#### Task statement
Gather every line in the rows that contains the word "player", treating uppercase and lowercase as different, and copy each such line.

(Point annotation dataset records)
------------------------

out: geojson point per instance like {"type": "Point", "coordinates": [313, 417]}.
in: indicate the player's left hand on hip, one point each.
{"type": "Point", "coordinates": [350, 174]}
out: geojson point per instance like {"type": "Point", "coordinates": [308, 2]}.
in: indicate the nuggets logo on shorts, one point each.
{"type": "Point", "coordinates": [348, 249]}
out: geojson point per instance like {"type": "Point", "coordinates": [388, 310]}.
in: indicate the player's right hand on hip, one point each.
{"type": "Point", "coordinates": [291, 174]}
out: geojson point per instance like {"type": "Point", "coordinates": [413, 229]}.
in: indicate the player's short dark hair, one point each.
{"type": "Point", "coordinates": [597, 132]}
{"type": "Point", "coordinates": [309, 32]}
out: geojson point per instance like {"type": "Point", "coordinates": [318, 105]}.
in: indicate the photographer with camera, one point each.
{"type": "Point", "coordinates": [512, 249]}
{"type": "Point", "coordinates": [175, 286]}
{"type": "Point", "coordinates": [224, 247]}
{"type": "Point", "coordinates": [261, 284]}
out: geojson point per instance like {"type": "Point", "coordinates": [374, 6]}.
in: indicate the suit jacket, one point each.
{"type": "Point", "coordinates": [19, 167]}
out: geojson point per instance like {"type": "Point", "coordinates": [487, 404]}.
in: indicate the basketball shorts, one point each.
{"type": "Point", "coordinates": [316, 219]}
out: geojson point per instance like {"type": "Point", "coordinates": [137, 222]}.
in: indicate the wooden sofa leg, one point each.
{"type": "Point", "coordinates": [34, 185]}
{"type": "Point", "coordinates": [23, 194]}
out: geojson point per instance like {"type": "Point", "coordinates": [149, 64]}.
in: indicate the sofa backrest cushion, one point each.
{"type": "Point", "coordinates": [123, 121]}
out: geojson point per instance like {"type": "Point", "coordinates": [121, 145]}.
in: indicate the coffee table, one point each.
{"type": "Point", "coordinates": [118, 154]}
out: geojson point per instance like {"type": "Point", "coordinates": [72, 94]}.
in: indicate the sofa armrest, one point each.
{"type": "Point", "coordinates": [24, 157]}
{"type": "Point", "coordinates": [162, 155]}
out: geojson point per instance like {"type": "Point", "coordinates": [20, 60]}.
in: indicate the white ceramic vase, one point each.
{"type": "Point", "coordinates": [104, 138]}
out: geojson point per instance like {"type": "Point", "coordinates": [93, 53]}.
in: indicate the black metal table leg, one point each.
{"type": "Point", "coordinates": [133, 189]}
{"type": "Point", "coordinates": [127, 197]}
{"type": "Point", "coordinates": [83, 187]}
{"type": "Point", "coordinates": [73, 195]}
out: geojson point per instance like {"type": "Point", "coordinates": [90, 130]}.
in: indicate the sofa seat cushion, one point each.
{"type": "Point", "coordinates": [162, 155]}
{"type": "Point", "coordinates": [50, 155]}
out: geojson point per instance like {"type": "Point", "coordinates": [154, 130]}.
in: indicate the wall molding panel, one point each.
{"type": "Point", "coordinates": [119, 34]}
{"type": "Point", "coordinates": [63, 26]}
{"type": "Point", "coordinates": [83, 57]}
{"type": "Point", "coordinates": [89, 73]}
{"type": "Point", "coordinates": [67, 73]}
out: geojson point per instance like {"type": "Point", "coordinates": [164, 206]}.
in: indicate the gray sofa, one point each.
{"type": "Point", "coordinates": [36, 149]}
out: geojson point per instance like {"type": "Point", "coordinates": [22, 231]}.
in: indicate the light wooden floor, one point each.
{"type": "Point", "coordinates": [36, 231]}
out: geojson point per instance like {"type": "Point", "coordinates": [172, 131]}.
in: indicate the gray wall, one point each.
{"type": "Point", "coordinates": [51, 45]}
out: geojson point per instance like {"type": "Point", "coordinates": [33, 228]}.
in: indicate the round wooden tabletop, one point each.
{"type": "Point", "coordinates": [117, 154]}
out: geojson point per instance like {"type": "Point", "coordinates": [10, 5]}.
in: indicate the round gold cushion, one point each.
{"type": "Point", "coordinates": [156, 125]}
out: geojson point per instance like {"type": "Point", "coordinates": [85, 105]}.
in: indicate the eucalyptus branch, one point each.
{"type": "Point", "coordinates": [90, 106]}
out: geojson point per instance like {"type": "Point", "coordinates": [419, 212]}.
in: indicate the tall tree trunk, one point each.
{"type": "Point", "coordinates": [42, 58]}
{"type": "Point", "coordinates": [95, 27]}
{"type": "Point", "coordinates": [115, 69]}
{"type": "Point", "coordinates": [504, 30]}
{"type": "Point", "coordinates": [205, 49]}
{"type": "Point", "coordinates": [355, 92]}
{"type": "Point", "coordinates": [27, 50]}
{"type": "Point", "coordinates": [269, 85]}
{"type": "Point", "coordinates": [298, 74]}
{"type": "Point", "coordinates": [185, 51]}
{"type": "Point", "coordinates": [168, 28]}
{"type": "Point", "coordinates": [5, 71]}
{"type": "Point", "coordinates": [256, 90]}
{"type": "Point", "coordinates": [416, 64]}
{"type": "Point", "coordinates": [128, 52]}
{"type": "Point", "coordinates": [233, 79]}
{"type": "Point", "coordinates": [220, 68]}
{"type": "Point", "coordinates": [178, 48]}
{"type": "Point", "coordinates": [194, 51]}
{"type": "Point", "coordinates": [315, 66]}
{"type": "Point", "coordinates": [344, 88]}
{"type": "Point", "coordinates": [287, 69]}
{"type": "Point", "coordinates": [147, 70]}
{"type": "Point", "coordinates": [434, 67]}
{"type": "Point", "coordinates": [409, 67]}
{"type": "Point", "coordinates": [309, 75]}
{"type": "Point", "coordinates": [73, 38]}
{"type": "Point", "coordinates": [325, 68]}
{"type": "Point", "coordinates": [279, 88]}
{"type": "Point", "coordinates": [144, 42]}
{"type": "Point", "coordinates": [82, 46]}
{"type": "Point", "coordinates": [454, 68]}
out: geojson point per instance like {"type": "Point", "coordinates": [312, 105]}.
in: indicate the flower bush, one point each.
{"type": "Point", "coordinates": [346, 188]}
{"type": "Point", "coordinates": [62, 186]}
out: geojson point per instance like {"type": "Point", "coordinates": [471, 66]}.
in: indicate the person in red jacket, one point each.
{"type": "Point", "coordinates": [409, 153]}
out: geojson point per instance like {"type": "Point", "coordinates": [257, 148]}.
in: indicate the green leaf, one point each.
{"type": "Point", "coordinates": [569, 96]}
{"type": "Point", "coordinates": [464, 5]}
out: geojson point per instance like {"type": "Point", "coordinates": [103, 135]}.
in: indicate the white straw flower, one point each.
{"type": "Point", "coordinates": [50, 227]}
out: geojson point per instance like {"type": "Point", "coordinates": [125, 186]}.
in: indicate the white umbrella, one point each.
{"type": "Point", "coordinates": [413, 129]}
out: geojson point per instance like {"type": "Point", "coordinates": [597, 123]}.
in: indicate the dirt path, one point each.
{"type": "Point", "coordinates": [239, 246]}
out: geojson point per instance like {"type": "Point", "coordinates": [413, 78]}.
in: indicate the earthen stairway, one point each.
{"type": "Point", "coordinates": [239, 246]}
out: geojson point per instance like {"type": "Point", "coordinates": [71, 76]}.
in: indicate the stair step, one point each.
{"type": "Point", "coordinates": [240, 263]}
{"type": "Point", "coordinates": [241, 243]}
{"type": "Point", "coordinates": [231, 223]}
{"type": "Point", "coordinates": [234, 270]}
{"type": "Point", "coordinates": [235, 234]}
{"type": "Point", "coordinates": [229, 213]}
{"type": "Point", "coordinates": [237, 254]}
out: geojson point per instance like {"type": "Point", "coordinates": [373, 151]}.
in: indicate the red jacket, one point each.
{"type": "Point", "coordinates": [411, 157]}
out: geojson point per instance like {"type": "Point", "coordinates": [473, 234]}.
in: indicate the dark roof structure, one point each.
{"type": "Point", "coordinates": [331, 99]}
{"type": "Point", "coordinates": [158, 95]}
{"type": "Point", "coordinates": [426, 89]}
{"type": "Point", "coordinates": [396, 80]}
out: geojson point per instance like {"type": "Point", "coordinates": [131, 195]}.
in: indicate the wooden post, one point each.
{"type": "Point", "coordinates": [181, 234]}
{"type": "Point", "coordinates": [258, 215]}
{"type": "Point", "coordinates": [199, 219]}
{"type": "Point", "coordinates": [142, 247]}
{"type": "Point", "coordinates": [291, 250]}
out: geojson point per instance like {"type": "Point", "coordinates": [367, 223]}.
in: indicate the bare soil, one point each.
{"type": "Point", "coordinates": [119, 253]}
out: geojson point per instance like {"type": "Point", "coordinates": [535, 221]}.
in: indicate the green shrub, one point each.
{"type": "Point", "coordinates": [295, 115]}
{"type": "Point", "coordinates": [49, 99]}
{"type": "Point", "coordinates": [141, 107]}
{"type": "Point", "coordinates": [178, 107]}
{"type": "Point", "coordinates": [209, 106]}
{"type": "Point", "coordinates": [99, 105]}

------------------------

#### The output
in: indicate the player's left hand on hip, one point each.
in: indicate the player's right hand on hip, one point each.
in: indicate the player's short dark hair, one point each.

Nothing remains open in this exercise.